On the subject of time, Jewish medieval philosophers were divided into two broad camps: Those who subscribed basically to the Aristotelian concept of time, and those who favored a concept that goes back ultimately to Plotinus. Included among the former are Isaac Israeli, Saadiah Gaon, Abraham ibn Daud, Maimonides, and Levi b. Gershom, and among the latter are Ḥasdai Crescas and Joseph Albo. Maimonides may be taken as representative of the first group and Crescas of the second.

Maimonides, whose discussion of time appears in his Guide of the Perplexed (notably, 1:73), accepts the definition of time laid down by Aristotle as "the number of motion according to 'before' and 'after'" (Physics 4:11, 219b). Time, therefore, is neither an independent substance nor identical with motion, although it is totally dependent upon the latter and constitutes an accident of motion, which is itself an accident of body or corporeal substances. Time, consequently, possesses only a quasi-reality. Not only is it an accident of an accident, but it is composed of a past that is gone, a future that does not yet exist, and a present that serves only as a limit between the two. Accordingly, Maimonides rejects the concept of time proposed by the Mutakallimun (see *Kalām) who, basing their thought generally on the atomism of Democritus, maintained that time is composed of time-atoms or instants, which are real entities.
§
TASK INSTRUCTIONS:
a) According to the passage on medieval Jewish views of time, why does Maimonides hold that time has only a quasi-reality? Answer in one to three sentences.
b) In the passage on medieval Jewish views of time, which philosophers are listed as favoring the concept that goes back to Plotinus?
c) Carry on the passage on medieval Jewish views of time from its last sentence.
The data after this passage is separate material.
§
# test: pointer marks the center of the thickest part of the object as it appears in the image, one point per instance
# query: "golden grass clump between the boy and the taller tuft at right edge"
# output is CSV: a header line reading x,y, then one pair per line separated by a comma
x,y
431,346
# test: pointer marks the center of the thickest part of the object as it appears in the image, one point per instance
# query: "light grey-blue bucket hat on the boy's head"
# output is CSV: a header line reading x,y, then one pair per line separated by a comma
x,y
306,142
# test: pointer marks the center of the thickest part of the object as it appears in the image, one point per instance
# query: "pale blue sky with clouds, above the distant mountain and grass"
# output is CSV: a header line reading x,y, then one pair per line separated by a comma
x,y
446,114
§
WRITTEN RESPONSES:
a) Time is an accident of motion, which is itself an accident of body, so it is an accident of an accident. It is also made up of a past that is gone, a future that does not yet exist, and a present that is only a limit between the two.

b) Ḥasdai Crescas and Joseph Albo.

c)
Despite Maimonides' basic agreement with Aristotle on the definition of time, he rejects the latter's attempt to prove the eternity of the universe from the nature of time, and argues instead that time came into existence with the creation of the universe. Prior to creation, God existed alone in timeless eternity, for inasmuch as God is absolutely incorporeal, He has no relation to motion, and consequently none to time.

Crescas' discussion of time appears in his Or Adonai as part of his massive critique of the Aristotelian philosophy. The essential distinction between Crescas and Aristotle is that Crescas divorces the existence of time from its essential dependence upon motion. Time, rather than being an accident of motion, is the continuance or duration of the stream of consciousness of a thinking mind. Thus Crescas defines time as "the measure of the continuance [duration] of motion or rest between two instants." Time, therefore, as duration, exists independently of motion. The relation of motion to time is that the former serves to determine or measure some length or part of time. Moreover, as the duration of the activity of mind, time has no extra-mental reality, not even the quasi-reality of Aristotle.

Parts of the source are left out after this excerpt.